#### RECORDS FOR THIS EXERCISE ####

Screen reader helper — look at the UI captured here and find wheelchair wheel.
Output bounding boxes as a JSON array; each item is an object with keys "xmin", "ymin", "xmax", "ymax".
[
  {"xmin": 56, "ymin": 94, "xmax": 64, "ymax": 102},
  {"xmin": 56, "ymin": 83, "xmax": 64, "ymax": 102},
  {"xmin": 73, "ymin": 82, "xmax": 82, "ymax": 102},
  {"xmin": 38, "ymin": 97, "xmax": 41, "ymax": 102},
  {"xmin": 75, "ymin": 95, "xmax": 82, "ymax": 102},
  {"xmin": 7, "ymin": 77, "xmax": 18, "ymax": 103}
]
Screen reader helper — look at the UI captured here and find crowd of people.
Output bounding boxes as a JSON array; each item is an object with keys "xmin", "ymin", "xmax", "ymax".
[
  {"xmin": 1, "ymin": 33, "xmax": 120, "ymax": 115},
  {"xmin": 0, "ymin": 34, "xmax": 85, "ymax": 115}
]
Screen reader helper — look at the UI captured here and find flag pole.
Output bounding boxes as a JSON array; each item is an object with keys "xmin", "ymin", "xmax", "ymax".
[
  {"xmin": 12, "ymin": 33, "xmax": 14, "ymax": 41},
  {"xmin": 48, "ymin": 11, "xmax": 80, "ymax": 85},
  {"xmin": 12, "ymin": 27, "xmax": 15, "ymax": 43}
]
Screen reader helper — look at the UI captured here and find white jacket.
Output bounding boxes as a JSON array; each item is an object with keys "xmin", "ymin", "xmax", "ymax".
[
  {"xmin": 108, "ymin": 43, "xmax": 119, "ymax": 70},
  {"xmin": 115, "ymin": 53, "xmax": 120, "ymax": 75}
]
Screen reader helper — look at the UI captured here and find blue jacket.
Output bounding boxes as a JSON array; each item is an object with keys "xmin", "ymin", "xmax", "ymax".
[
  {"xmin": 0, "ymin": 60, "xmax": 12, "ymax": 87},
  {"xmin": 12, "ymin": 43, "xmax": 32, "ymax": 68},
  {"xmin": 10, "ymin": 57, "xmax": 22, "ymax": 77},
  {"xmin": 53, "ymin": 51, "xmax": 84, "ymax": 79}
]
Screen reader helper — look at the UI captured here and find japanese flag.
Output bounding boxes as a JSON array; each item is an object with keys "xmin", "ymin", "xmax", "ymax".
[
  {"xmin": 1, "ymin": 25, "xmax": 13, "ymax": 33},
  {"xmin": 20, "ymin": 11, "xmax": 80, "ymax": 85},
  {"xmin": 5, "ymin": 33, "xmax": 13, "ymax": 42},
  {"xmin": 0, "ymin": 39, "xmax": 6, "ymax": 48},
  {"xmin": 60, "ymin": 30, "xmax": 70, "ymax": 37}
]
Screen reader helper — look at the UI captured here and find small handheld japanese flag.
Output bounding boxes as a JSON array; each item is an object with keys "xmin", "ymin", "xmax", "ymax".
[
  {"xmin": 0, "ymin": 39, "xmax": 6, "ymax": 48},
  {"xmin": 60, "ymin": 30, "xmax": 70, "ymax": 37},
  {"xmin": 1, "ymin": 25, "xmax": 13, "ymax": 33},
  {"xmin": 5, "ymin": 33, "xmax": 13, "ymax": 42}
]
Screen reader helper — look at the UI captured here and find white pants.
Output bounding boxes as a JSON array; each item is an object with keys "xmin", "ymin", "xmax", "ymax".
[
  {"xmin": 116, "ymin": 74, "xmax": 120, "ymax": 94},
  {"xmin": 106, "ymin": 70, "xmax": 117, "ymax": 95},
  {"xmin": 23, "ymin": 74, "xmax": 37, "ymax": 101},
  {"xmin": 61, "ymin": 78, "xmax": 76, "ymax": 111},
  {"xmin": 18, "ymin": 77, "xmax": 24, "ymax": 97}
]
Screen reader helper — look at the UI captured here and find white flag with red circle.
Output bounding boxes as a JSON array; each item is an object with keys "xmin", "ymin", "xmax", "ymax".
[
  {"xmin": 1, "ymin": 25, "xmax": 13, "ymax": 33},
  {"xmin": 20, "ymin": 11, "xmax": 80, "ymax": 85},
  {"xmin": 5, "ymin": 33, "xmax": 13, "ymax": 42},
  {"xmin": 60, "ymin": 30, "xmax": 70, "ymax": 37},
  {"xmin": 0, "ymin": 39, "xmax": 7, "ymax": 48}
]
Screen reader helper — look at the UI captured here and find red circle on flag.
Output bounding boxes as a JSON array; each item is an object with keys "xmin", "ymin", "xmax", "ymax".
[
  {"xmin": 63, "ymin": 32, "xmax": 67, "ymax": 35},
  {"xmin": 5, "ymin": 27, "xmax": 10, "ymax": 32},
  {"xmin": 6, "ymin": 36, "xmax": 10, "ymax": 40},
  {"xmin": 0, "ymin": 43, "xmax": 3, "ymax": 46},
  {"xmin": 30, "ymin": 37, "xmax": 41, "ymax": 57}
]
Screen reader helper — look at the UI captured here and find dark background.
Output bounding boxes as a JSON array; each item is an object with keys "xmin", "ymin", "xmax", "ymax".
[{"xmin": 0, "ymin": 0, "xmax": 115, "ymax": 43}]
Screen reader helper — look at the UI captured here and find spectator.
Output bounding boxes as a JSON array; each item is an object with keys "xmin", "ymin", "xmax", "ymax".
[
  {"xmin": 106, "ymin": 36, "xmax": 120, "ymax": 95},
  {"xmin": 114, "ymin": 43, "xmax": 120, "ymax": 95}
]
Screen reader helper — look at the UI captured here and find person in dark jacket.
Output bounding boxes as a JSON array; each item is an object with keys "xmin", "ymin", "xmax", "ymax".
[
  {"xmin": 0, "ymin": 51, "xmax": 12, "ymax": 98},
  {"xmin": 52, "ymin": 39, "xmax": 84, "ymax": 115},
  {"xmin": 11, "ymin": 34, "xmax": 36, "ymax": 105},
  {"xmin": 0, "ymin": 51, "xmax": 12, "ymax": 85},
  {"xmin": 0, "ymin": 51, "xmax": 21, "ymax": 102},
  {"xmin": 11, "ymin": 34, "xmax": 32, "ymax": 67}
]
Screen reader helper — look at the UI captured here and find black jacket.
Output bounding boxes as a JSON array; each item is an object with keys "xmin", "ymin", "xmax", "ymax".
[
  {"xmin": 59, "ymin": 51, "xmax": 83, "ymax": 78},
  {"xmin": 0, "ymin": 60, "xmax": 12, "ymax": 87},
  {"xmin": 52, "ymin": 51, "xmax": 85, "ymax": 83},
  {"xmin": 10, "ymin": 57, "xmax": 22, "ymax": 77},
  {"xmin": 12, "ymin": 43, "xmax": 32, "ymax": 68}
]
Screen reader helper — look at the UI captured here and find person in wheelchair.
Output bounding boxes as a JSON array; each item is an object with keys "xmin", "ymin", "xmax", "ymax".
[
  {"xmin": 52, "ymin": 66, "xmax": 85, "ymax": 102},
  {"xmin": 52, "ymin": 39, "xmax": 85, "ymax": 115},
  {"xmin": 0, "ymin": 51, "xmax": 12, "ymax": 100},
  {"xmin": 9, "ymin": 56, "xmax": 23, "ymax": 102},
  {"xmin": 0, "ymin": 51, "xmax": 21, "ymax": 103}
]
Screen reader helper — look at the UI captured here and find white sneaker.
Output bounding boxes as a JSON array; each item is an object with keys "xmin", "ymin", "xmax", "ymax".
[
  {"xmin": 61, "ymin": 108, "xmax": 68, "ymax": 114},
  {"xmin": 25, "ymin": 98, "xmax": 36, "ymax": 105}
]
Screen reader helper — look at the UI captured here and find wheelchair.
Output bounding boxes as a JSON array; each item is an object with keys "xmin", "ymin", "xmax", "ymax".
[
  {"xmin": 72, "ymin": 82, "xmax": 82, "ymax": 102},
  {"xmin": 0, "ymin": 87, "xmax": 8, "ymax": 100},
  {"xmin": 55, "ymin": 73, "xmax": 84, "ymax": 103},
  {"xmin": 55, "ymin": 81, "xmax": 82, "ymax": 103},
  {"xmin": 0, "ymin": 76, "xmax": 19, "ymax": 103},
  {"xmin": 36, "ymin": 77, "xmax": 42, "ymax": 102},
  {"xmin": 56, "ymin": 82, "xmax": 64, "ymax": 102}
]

####

**YOUR OBJECTIVE**
Working from the data above, extract solely the lines from the one containing "find japanese flag." through the one containing "with red circle.", exactly as they appear, both included.

**REPLY TO THE EXERCISE**
Screen reader helper — look at the UI captured here and find japanese flag.
Output bounding boxes as a JSON array; each item is an object with keys "xmin", "ymin", "xmax", "ymax".
[
  {"xmin": 1, "ymin": 25, "xmax": 13, "ymax": 33},
  {"xmin": 20, "ymin": 11, "xmax": 80, "ymax": 85},
  {"xmin": 5, "ymin": 33, "xmax": 13, "ymax": 42},
  {"xmin": 0, "ymin": 39, "xmax": 6, "ymax": 48},
  {"xmin": 60, "ymin": 30, "xmax": 70, "ymax": 37}
]
Screen reader helper — look at the UI captured here and find small handheld japanese flag.
Output bounding boxes as a JSON array; each item is an object with keys "xmin", "ymin", "xmax", "ymax".
[
  {"xmin": 0, "ymin": 39, "xmax": 6, "ymax": 48},
  {"xmin": 60, "ymin": 30, "xmax": 70, "ymax": 37},
  {"xmin": 1, "ymin": 25, "xmax": 13, "ymax": 33},
  {"xmin": 5, "ymin": 33, "xmax": 13, "ymax": 42}
]
Screen reader helper — look at the UI captured here and find white pants.
Output bounding boxes as a JSON array; each item is an object with keys "xmin", "ymin", "xmax", "ymax".
[
  {"xmin": 116, "ymin": 74, "xmax": 120, "ymax": 94},
  {"xmin": 106, "ymin": 70, "xmax": 117, "ymax": 95},
  {"xmin": 23, "ymin": 74, "xmax": 37, "ymax": 101},
  {"xmin": 61, "ymin": 78, "xmax": 76, "ymax": 111},
  {"xmin": 18, "ymin": 77, "xmax": 24, "ymax": 97}
]
Screen reader helper — look at the UI captured here and find white flag with red circle.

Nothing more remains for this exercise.